**TASK OBJECTIVE:**
In the text on electrode drying, how long does the first stage of the two-stage drying process take, and about how much weight is lost during it?

**TEXT SEGMENT:**
--------
Effect of Drying in Electrode Processing for Energy Storage

Despite the wide range of ideal applications for LIBs, there is still room for improvement in their performance. The effects of varying the composition and chemistry of LIBs are well documented [1-2], however a critical aspect that is often overlooked is the processing steps during fabrication. Typical processing parameters such as film thickness or evaporation have a large impact on critical parameters such as porosity of the electrodes, and thus can affect the electrochemical performance. During the solvent evaporation stage, a non-uniform distribution of electrode constituents can develop in cases where the solvent evaporation rate exceeds that of the diffusion rate of the mobile electrode constituents [3]. An even distribution of carbon black and binder throughout the electrode is crucial to ensuring the minimization of internal cell resistance, and therefore the maximum performance for a given electrode composition. 

In this work, we evaluate the impact of evaporation rate on the distribution of binder and carbon black in the electrode microstructure and the subsequent electrochemical performance. Both single-stage and two-stage evaporation was considered, where the two-stage process consisted of a slow rate followed by  oven-drying, and the single-stage consisted solely of immediate oven drying, with two different rates. Figure 1 shows the evaporation rate as a function of overall electrode sheet weight percent. Here the first stage for the two-stage sheet occurs over approximately 16 hours, with a loss of roughly 20% by weight. 

SEM images of the resulting microstructures indicate the vertical accumulation of carbon and binder on the surface of electrodes, with the increased carbon content in the case of the fast rate cases leading to the formation of a binder/carbon black composite that does not coat the active material particle surface, as shown in Figure 2. This through-plane (along the thickness) accumulation has been shown to decrease the rate performance, as shown in Figure 3.

The experimental results combined with theoretical analysis is expected to shed insight into the optimal drying conditions that may yield an optimum distribution of electrode constituents. 

References:

1.  M. Armand and J.M. Tarascon, Issues and Challenges  facing Rechargable Lithium Batteries. Nature, 414,      359 (2001).

2.  Handbook of Battery Materials, Second Edition. Edited by Claus Daniel and Jurgen O. Besenhard. © 2011 Wiley-VCH Verlag GmbH & Co. KGaA. Published 2011 by Wiley-VCH Verlag GmbH & Co. KGaA.

3.  A.F. Routh, Drying of Thin Colloidal Films. Rep. Prog.Phys., 76 (2013)
--------
**SOURCE EXCERPT:**

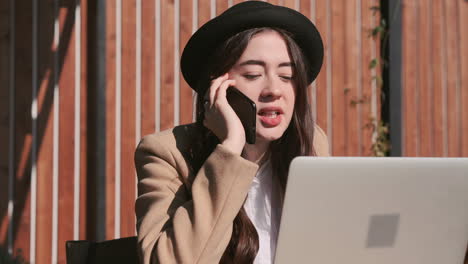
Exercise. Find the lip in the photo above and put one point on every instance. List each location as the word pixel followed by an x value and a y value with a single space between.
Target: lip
pixel 268 121
pixel 271 109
--------
**ANSWER TO THE PROBLEM:**
About 16 hours, with a loss of roughly 20% by weight.